Get Access to Print and Digital for $23.99 per year.
Subscribe for Full Access
[No Comment]

Another Senior Bush Justice Official Takes the Fifth?

Adjust

David Ayres was at the pinnacle of power and influence in the first four years of the Bush Administration. As Attorney General John Ashcroft’s chief of staff, he ran his office and was viewed as the attorney general’s voice in much of the department. When Ashcroft departed to launch his own legal practice, Ayres went along with him. Now papers filed in the prosecution of another former Bush Justice official show that Ayres has been denied immunity by the Justice Department and has stated that he intends to take the Fifth Amendment if called to testify in the criminal case. What is Ayres’s concern?

----

● SHORT EXERCISE A
Decide whether each statement below agrees with the excerpt about David Ayres, answering yes or no and quoting the words from the excerpt that settle it. (i) Ayres served as John Ashcroft's chief of staff. (ii) The Justice Department granted Ayres immunity. (iii) Ayres stayed at the Justice Department after Ashcroft left to start his own legal practice.

----

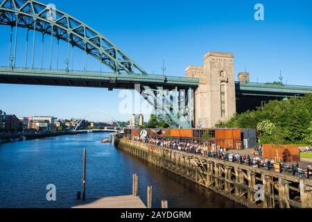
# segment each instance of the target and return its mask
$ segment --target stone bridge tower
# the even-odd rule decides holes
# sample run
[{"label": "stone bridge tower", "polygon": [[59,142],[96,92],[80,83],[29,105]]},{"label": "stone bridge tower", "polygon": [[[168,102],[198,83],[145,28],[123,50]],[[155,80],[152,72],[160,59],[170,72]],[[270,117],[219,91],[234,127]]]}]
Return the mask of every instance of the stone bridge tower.
[{"label": "stone bridge tower", "polygon": [[195,126],[214,127],[227,121],[236,111],[233,53],[210,52],[204,57],[204,67],[189,66],[187,77],[198,78],[195,92]]}]

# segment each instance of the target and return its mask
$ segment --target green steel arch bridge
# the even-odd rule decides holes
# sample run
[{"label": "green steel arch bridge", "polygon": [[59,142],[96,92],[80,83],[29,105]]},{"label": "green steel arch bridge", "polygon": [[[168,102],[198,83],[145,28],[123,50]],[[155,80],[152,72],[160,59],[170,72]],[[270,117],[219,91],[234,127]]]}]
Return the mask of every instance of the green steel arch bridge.
[{"label": "green steel arch bridge", "polygon": [[[1,40],[8,40],[9,45],[8,58],[2,58],[8,61],[8,65],[0,67],[0,83],[102,87],[109,90],[135,89],[139,84],[140,92],[144,92],[143,96],[150,105],[155,107],[165,103],[157,114],[169,126],[184,128],[193,126],[193,94],[198,86],[198,79],[148,74],[105,36],[53,5],[32,0],[0,2],[0,24],[8,27],[8,37],[1,36]],[[21,30],[25,33],[24,37],[19,36]],[[45,46],[46,41],[48,46]],[[17,53],[18,47],[24,47],[24,55]],[[38,53],[36,48],[41,48],[41,52]],[[73,69],[74,49],[83,53],[83,70]],[[44,65],[44,55],[46,53],[49,62]],[[66,56],[64,67],[59,62],[61,55]],[[90,58],[98,61],[98,71],[88,70]],[[46,60],[46,56],[44,59]],[[165,92],[167,89],[174,94]],[[302,96],[311,92],[312,87],[237,82],[238,111],[259,106],[259,100]],[[242,105],[246,103],[250,105]]]}]

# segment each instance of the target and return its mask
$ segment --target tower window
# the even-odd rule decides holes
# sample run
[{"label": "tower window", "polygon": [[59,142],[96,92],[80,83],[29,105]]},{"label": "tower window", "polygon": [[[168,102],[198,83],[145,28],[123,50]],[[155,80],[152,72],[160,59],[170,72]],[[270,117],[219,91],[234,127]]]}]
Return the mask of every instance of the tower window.
[{"label": "tower window", "polygon": [[225,77],[225,73],[224,72],[224,71],[221,71],[220,72],[220,77]]},{"label": "tower window", "polygon": [[221,117],[225,117],[226,103],[225,103],[225,85],[220,85],[220,99],[221,99]]}]

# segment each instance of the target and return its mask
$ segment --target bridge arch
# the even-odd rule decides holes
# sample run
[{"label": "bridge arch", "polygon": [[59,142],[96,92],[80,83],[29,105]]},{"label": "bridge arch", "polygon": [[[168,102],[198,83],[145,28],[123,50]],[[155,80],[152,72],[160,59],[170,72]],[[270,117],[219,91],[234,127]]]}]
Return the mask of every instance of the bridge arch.
[{"label": "bridge arch", "polygon": [[74,131],[77,130],[78,128],[80,126],[81,123],[83,122],[83,121],[85,120],[85,119],[87,117],[88,117],[89,116],[92,115],[92,114],[95,113],[95,112],[102,112],[104,113],[105,114],[107,114],[110,116],[110,118],[112,118],[114,121],[118,125],[118,126],[119,127],[119,128],[121,130],[121,127],[120,126],[120,125],[118,123],[117,121],[115,119],[115,118],[114,118],[110,114],[109,114],[107,112],[105,111],[103,111],[103,110],[94,110],[92,112],[89,112],[87,115],[85,115],[85,117],[83,118],[83,119],[80,120],[80,121],[78,123],[78,124],[77,125],[77,126],[76,127]]},{"label": "bridge arch", "polygon": [[[51,5],[33,0],[0,2],[0,24],[11,26],[11,35],[13,27],[16,31],[17,27],[21,27],[28,31],[40,32],[56,37],[58,44],[61,40],[68,43],[69,49],[70,44],[80,49],[114,73],[147,75],[137,63],[103,35],[73,17],[52,8]],[[16,53],[16,46],[15,50]]]}]

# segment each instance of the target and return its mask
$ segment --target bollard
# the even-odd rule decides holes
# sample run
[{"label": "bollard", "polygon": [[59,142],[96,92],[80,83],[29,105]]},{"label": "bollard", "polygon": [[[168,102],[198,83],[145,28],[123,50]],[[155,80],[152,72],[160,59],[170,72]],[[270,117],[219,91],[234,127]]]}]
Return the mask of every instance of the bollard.
[{"label": "bollard", "polygon": [[168,201],[162,200],[162,208],[168,208]]},{"label": "bollard", "polygon": [[139,191],[139,178],[137,174],[133,174],[133,181],[132,181],[132,195],[133,196],[137,196]]},{"label": "bollard", "polygon": [[85,200],[85,177],[87,164],[87,151],[83,149],[83,200]]},{"label": "bollard", "polygon": [[295,166],[293,164],[292,166],[293,168],[293,176],[295,176],[296,174],[296,171],[295,171]]},{"label": "bollard", "polygon": [[152,186],[148,187],[147,208],[152,208]]}]

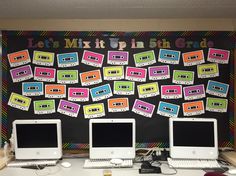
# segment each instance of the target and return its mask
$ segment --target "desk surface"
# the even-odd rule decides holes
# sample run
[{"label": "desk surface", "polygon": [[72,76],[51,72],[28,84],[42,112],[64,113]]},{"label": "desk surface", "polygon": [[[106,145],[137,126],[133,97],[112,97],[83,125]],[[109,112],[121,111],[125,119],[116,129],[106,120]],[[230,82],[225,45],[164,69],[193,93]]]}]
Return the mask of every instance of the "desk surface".
[{"label": "desk surface", "polygon": [[[35,171],[33,169],[22,169],[6,167],[0,170],[1,176],[73,176],[73,175],[84,175],[84,176],[103,176],[104,169],[83,169],[85,159],[63,159],[72,164],[70,168],[63,168],[58,164],[57,166],[47,167],[43,170]],[[61,163],[60,161],[59,163]],[[141,175],[138,173],[140,164],[135,163],[133,168],[122,168],[122,169],[111,169],[112,176],[136,176]],[[163,173],[173,173],[166,164],[161,166]],[[187,170],[178,169],[176,176],[203,176],[205,174],[202,170]],[[156,176],[157,174],[142,174],[146,176]],[[158,174],[162,175],[162,174]]]}]

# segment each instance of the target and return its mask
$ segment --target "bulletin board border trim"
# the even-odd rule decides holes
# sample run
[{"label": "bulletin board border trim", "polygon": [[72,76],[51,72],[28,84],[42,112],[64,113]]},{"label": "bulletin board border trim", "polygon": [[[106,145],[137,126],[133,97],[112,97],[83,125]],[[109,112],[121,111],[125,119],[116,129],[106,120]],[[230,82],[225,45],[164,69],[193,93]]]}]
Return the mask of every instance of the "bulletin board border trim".
[{"label": "bulletin board border trim", "polygon": [[[1,137],[2,137],[2,146],[5,141],[7,141],[7,37],[8,36],[107,36],[107,37],[170,37],[170,36],[178,36],[178,37],[189,37],[189,36],[200,36],[200,37],[229,37],[234,41],[234,46],[230,48],[232,50],[232,54],[234,53],[233,49],[236,48],[236,31],[152,31],[152,32],[99,32],[99,31],[2,31],[2,120],[0,121],[1,125]],[[234,60],[236,58],[233,58]],[[235,62],[232,62],[235,63]],[[235,113],[234,113],[234,80],[236,78],[234,64],[230,65],[230,86],[232,87],[229,92],[229,126],[230,126],[230,134],[229,141],[225,141],[219,144],[219,147],[234,147],[234,130],[235,130]],[[152,148],[152,147],[160,147],[166,148],[168,147],[167,143],[157,142],[157,143],[136,143],[137,148]],[[64,143],[63,149],[88,149],[88,144],[75,144],[75,143]]]}]

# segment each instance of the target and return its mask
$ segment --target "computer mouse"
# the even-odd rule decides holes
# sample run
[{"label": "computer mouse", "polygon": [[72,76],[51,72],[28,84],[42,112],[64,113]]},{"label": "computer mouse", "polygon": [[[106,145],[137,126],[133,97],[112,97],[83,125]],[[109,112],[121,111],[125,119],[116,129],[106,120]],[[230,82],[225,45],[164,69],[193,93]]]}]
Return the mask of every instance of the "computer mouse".
[{"label": "computer mouse", "polygon": [[229,169],[229,174],[236,175],[236,169]]},{"label": "computer mouse", "polygon": [[61,163],[61,166],[64,167],[64,168],[69,168],[71,166],[71,163],[67,162],[67,161],[63,161]]},{"label": "computer mouse", "polygon": [[225,174],[222,174],[220,172],[207,172],[204,176],[226,176]]},{"label": "computer mouse", "polygon": [[119,165],[119,164],[122,164],[122,163],[123,163],[123,160],[122,160],[122,159],[113,158],[113,159],[110,160],[110,163],[111,163],[111,164]]}]

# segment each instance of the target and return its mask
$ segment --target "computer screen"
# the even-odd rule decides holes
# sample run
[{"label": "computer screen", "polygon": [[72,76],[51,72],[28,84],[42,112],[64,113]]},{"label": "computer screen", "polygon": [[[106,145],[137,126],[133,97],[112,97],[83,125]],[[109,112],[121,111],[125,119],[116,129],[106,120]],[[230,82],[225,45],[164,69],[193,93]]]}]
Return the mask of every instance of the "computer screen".
[{"label": "computer screen", "polygon": [[93,147],[132,147],[131,123],[93,123],[92,125]]},{"label": "computer screen", "polygon": [[57,147],[56,124],[16,124],[16,131],[19,148]]},{"label": "computer screen", "polygon": [[214,122],[175,121],[173,130],[174,146],[214,147]]},{"label": "computer screen", "polygon": [[61,121],[15,120],[13,135],[16,159],[59,159],[62,156]]},{"label": "computer screen", "polygon": [[172,158],[217,159],[216,119],[170,118],[169,131]]},{"label": "computer screen", "polygon": [[134,158],[135,131],[134,119],[91,119],[90,158]]}]

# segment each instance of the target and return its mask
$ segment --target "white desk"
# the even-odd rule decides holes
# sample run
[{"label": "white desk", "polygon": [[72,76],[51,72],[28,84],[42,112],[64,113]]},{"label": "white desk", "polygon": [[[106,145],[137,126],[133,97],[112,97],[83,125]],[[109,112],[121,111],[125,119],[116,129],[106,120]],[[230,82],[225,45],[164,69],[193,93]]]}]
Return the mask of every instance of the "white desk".
[{"label": "white desk", "polygon": [[[83,169],[84,159],[63,159],[63,161],[69,161],[72,166],[70,168],[63,168],[58,164],[57,166],[47,167],[43,170],[36,171],[33,169],[22,169],[6,167],[0,170],[1,176],[46,176],[46,173],[51,171],[47,176],[103,176],[104,169]],[[61,162],[61,161],[60,161]],[[59,163],[60,163],[59,162]],[[140,164],[134,164],[133,168],[111,169],[112,176],[138,176],[141,175],[138,172]],[[166,164],[161,166],[162,172],[173,173],[172,169]],[[53,173],[53,174],[52,174]],[[205,174],[202,170],[186,170],[178,169],[176,176],[203,176]],[[142,174],[146,176],[157,176],[162,174]]]}]

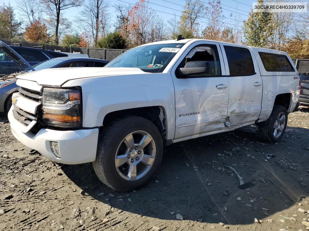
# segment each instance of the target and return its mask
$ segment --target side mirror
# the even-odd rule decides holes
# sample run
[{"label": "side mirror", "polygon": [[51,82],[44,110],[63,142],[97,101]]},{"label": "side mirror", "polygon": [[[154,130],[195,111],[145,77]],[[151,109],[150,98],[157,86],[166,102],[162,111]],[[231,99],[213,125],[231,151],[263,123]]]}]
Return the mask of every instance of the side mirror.
[{"label": "side mirror", "polygon": [[179,70],[181,75],[185,77],[189,75],[210,73],[210,65],[206,61],[189,61],[184,67],[180,67]]}]

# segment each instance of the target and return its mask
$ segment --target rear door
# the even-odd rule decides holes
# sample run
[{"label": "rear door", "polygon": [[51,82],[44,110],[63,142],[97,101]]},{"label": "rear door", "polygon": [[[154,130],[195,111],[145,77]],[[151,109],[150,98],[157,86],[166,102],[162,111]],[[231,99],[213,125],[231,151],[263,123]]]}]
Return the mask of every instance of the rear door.
[{"label": "rear door", "polygon": [[232,128],[254,123],[261,111],[263,84],[253,52],[245,46],[220,46],[229,85],[226,124]]},{"label": "rear door", "polygon": [[[209,67],[200,74],[180,75],[179,68],[191,61],[206,62]],[[224,129],[229,83],[219,43],[193,43],[180,56],[171,74],[175,89],[175,139],[185,140]]]}]

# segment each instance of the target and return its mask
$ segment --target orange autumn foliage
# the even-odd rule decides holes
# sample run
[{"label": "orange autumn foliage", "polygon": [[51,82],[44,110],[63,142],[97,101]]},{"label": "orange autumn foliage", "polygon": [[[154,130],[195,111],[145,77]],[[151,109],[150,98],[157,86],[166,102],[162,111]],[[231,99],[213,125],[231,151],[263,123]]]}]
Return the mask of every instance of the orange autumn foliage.
[{"label": "orange autumn foliage", "polygon": [[32,43],[45,43],[48,41],[50,37],[46,25],[36,20],[26,27],[24,38],[25,40]]}]

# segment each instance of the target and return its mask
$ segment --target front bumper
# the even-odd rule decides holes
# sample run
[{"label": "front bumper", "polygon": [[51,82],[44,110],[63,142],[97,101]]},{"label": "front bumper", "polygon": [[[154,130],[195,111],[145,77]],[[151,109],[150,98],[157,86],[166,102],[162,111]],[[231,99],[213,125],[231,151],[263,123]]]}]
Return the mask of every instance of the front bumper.
[{"label": "front bumper", "polygon": [[[21,131],[25,126],[14,118],[11,107],[8,117],[15,138],[49,160],[75,164],[91,162],[95,159],[98,128],[66,131],[42,128],[36,134],[30,132],[24,133]],[[58,142],[61,158],[52,152],[51,141]]]}]

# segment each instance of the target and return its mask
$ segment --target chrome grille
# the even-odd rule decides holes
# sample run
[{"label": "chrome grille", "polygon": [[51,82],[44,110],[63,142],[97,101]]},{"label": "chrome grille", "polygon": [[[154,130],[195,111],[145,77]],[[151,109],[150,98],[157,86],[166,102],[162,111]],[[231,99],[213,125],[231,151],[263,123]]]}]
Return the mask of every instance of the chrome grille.
[{"label": "chrome grille", "polygon": [[13,116],[19,122],[28,126],[33,120],[36,120],[37,116],[26,112],[14,105],[13,110]]},{"label": "chrome grille", "polygon": [[[18,89],[19,96],[16,98],[16,101],[13,104],[13,116],[30,129],[40,120],[43,87],[35,82],[19,79],[17,80],[16,84],[21,87]],[[36,110],[34,110],[34,105],[36,105]]]},{"label": "chrome grille", "polygon": [[20,95],[33,101],[40,102],[42,101],[42,92],[27,89],[22,87],[18,89]]}]

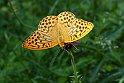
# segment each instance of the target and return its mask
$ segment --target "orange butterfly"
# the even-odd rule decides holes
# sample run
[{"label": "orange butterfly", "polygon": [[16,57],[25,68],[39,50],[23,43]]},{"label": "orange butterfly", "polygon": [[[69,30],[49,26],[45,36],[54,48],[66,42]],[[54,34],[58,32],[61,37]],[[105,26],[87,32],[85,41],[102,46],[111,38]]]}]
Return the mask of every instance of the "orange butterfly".
[{"label": "orange butterfly", "polygon": [[64,43],[74,42],[87,35],[94,25],[78,19],[71,12],[62,12],[58,16],[47,16],[24,42],[23,47],[31,50],[64,47]]}]

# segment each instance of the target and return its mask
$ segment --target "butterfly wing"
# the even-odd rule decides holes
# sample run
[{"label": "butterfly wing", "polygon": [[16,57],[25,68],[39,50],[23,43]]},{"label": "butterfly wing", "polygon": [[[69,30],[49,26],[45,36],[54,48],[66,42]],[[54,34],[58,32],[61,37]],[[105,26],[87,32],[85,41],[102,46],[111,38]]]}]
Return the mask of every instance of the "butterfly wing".
[{"label": "butterfly wing", "polygon": [[31,50],[42,50],[56,46],[57,42],[57,17],[47,16],[24,42],[23,47]]},{"label": "butterfly wing", "polygon": [[62,12],[58,15],[60,31],[64,43],[74,42],[87,35],[93,28],[91,22],[77,19],[71,12]]}]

----

● SHORT EXERCISE B
Show each line of the rows that contains the string "bumper".

● REPLY A
(i) Yes: "As Attorney General John Ashcroft’s chief of staff, he ran his office"
(ii) No: "Ayres has been denied immunity by the Justice Department"
(iii) No: "When Ashcroft departed to launch his own legal practice, Ayres went along with him."

● REPLY B
$ segment --target front bumper
[{"label": "front bumper", "polygon": [[51,82],[44,110],[63,142],[97,101]]},{"label": "front bumper", "polygon": [[[154,130],[195,111],[145,77]],[[151,109],[150,98],[157,86],[166,102],[162,111]],[[231,99],[213,125],[231,151],[263,123]]]}]
Return the mask of every instance of the front bumper.
[{"label": "front bumper", "polygon": [[[21,131],[25,126],[14,118],[11,107],[8,117],[15,138],[49,160],[75,164],[91,162],[95,159],[98,128],[66,131],[42,128],[36,134],[30,132],[24,133]],[[58,142],[61,158],[52,152],[51,141]]]}]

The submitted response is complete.